Head of UX / Head of design / Design director

Il inspire, définit et porte la vision design de l’entreprise, soutient l’équipe dans sa mise en œuvre. Il veille à la qualité du design et à la cohérence globale des produits ; il diffuse les bonnes pratiques. Il pilote la connaissance des attentes clients et diffuse une culture du design auprès des différents métiers. Il répond aux défis posés par l’usage des produits. C’est un manager d’équipe(s) ; il aide ses collaborateurs à grandir. Il supervise les ressources. Il navigue dans les méandres de l’organisation pour donner à l’équipe design son positionnement et sa visibilité. Il mène un travail de sensibilisation auprès des différentes équipes.

Designer d’interactions

Le designer d’interactions conçoit des produits et des services numériques
qui peuvent prendre diverses formes : objets connectés, environnements
numériques, applications logicielles.

------------

**CONSIGNE:**
D'après l'extrait du document, quelles formes peuvent prendre les produits et services numériques conçus par le designer d'interactions ?

**DONNÉES AFFICHÉES:**
------------

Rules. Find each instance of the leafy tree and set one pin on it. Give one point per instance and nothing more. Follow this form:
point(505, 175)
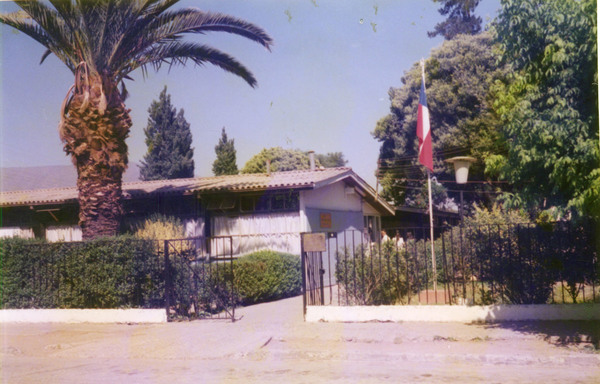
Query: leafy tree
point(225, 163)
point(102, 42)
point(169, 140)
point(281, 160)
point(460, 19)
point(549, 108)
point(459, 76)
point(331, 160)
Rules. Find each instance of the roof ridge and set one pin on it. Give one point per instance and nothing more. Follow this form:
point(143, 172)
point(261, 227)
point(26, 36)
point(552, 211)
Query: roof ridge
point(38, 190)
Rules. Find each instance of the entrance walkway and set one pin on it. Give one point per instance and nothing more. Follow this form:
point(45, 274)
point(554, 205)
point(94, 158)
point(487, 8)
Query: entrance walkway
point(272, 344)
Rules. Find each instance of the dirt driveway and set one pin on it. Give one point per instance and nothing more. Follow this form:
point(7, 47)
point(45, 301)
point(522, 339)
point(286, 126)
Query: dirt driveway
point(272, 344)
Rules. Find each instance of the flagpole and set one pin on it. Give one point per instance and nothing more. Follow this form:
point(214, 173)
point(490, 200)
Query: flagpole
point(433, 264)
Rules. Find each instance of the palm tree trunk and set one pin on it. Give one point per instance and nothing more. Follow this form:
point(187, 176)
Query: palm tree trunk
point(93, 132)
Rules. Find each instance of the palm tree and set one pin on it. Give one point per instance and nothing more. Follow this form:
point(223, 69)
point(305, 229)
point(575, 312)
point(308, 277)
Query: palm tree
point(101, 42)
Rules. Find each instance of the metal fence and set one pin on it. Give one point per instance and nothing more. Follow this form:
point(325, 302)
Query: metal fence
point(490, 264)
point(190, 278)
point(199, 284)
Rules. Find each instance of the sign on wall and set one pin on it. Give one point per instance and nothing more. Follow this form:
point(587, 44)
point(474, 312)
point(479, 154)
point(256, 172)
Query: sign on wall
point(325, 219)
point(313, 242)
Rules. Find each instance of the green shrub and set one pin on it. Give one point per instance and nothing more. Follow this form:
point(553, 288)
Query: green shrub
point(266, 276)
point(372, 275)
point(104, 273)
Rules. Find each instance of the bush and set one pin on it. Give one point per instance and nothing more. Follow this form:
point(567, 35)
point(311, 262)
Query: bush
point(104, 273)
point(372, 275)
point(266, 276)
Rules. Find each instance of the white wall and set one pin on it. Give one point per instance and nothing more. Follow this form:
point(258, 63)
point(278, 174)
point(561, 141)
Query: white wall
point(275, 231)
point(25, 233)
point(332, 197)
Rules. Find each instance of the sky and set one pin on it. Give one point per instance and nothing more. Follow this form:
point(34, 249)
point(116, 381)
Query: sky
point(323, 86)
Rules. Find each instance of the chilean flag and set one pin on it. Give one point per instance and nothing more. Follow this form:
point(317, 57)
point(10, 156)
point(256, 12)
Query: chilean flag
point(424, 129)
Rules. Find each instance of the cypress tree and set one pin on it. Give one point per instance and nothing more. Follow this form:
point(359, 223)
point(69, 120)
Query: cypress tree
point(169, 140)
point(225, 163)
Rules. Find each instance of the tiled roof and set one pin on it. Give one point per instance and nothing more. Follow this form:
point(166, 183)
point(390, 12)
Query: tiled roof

------------

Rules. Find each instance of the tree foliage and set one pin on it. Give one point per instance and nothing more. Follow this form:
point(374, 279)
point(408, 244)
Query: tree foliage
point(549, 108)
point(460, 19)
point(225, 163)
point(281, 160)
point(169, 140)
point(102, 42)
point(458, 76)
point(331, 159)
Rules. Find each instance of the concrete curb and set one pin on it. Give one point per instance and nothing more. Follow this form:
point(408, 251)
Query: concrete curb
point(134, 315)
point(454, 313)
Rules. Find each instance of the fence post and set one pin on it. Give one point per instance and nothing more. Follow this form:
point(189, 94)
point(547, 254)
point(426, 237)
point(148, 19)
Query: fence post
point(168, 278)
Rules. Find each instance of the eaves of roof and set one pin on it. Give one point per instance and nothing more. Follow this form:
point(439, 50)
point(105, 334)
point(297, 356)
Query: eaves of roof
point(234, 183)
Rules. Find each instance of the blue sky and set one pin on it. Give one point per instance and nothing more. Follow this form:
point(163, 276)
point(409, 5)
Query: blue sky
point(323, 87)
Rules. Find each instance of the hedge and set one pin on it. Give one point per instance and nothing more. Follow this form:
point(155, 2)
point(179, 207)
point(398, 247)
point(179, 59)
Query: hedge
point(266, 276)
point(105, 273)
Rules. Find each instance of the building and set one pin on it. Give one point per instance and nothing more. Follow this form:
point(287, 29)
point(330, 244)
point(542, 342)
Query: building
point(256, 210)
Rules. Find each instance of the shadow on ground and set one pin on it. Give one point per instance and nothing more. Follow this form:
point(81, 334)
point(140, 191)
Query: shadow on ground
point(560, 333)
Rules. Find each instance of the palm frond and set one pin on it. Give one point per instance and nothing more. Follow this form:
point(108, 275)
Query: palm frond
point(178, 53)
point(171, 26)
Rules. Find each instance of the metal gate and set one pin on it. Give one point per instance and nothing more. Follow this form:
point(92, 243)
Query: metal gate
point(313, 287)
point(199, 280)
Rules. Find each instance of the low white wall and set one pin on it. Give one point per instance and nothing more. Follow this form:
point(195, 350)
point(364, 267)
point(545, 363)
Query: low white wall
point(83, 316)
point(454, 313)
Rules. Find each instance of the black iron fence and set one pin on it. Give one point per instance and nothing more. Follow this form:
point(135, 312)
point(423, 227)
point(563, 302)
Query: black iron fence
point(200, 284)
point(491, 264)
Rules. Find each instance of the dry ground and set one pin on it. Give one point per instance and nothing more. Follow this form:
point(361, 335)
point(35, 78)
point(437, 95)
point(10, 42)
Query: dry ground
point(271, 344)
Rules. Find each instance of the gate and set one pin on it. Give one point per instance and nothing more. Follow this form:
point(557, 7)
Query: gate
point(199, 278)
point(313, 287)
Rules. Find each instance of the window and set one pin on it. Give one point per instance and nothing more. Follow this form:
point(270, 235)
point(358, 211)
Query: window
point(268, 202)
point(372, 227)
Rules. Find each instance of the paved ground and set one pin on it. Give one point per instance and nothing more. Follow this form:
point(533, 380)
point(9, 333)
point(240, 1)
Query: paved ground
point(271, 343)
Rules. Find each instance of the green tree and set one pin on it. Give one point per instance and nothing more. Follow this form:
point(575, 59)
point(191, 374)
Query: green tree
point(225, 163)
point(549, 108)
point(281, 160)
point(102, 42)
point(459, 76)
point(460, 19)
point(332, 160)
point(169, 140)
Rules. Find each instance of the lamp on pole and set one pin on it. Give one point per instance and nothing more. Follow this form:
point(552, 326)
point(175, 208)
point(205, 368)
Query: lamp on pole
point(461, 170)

------------

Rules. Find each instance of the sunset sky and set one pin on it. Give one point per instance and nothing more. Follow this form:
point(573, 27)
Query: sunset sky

------------

**RÉPONSE CI-DESSOUS:**
Des objets connectés, des environnements numériques et des applications logicielles.